» Task to carry out
Find each line of the material that contains the word "skin" and copy those lines out.

[Coordinate annotation entries]

────────

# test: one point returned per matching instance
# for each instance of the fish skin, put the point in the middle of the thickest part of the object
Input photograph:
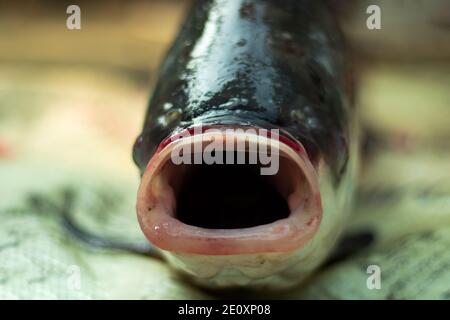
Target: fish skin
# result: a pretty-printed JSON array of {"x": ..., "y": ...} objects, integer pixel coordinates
[
  {"x": 269, "y": 64},
  {"x": 262, "y": 64}
]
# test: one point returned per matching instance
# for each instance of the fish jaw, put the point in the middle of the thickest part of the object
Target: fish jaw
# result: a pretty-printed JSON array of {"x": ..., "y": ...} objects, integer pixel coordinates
[{"x": 156, "y": 206}]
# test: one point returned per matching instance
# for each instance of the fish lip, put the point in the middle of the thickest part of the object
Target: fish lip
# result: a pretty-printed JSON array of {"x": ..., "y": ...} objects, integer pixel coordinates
[{"x": 168, "y": 233}]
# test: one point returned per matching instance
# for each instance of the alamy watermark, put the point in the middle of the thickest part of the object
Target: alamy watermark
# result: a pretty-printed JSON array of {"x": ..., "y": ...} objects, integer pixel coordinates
[
  {"x": 230, "y": 146},
  {"x": 73, "y": 21},
  {"x": 373, "y": 22},
  {"x": 373, "y": 281}
]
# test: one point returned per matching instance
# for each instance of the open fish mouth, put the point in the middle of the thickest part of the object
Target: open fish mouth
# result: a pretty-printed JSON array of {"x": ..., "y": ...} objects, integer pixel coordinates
[{"x": 229, "y": 208}]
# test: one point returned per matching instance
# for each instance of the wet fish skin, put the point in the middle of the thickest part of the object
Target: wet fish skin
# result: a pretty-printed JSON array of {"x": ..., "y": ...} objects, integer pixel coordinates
[
  {"x": 269, "y": 64},
  {"x": 261, "y": 64}
]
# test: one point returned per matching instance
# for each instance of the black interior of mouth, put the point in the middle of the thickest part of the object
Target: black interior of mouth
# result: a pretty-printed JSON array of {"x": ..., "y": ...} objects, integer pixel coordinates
[{"x": 228, "y": 196}]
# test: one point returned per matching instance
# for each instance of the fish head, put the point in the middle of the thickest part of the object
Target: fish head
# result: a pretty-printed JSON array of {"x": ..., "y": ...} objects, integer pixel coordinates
[{"x": 227, "y": 223}]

────────

» Solution below
# for each instance of the fish skin, put the point in the middle of the thickest part of the object
Target: fish skin
# for each instance of the wet fish skin, put the point in the middle of the thickest part of the object
Target: wet fish skin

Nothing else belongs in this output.